_WORK REQUEST_
According to the excerpt on home workspaces below, how much time should be set aside at the end of each work session to straighten up the space?

Do you like to sit down and work at a desk, or do you balance your laptop on your knee at the kids’ soccer game? Is your office filled with precarious towers of files, or is it pristine and minimalist? Do you climb into bed with a lap desk or hideaway in a backyard accessory dwelling unit (ADU) for work from home?
Your workspace can make a big difference in the way you work and what you get done each day.
Here are some ways to ensure your space works as hard as you do:
- Make sure that there is a way for the folks in your household to know when you’re doing focused work. If you’re working from everywhere all the time, they may not be able to differentiate online shopping from in-depth concentration. That can mean more interruptions and more noise.
- Dedicate your workspace, even if you don’t have room for a whole office. Add shelves and a work surface in a closet, or create a small workspace in a little-used niche or bump-out. Don’t let the kids do their homework there. Don’t let your spouse sit there to pay bills. Make it your space, and keep it just for you.
- Set aside 5-10 minutes at the end of each work session to straighten up the space. The more you can keep it organized and attractive, the more likely you are to return there and use it tomorrow.
The way you work — time of day, equipment and more — can have a big impact on your productivity. Look for ways to bring your work style into alignment with the demands of your business to ensure a more efficient and productive use of your time.
- Optimize your devices and the platforms you use, including your phone, computer, contact relationship management (CRM) and transaction management software. Take advantage of online learning classes and webinars so that you operate with maximum efficiency and get the most out of their built-in functionality.
- Know your optimal times of day for in-depth work, shallow work, rest and play.

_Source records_
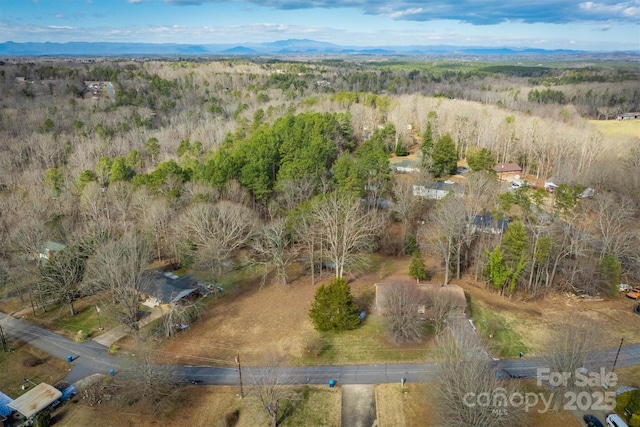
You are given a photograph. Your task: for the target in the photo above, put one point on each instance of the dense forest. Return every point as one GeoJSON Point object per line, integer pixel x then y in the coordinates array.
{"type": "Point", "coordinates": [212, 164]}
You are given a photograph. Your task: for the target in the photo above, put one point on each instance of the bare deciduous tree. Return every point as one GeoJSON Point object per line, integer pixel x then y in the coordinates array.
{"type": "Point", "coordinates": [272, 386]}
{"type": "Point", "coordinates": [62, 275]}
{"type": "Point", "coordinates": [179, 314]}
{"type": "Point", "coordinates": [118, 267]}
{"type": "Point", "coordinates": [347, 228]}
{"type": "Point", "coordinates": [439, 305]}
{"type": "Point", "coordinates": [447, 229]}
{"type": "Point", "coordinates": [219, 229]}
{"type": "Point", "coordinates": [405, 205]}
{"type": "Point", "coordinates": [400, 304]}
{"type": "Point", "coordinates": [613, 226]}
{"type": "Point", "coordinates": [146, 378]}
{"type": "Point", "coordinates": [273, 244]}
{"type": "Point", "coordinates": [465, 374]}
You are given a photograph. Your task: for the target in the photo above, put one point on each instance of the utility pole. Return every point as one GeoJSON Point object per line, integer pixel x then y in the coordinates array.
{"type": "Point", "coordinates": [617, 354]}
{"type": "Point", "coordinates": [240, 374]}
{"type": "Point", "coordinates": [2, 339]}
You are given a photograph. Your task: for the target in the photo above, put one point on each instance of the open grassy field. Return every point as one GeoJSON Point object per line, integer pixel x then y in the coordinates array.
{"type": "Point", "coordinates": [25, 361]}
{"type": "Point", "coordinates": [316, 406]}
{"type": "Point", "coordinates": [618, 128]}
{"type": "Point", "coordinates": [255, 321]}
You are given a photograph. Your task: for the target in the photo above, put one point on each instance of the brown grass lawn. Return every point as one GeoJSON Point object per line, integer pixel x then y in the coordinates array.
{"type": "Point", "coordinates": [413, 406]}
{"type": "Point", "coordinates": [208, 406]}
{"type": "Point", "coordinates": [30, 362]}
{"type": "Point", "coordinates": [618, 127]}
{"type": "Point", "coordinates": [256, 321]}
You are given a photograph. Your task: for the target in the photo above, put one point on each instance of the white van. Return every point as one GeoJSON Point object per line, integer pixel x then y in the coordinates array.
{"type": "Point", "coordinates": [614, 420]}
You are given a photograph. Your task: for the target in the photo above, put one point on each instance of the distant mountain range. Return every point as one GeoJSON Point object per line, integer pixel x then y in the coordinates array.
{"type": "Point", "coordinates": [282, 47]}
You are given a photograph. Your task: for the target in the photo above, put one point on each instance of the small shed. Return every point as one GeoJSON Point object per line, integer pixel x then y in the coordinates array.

--

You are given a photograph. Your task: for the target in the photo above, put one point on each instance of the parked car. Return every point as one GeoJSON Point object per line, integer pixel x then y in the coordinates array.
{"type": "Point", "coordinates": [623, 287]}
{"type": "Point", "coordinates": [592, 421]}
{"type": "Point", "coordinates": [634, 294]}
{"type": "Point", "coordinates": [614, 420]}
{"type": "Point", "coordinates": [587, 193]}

_RESULT OF THIS EXERCISE_
5-10 minutes.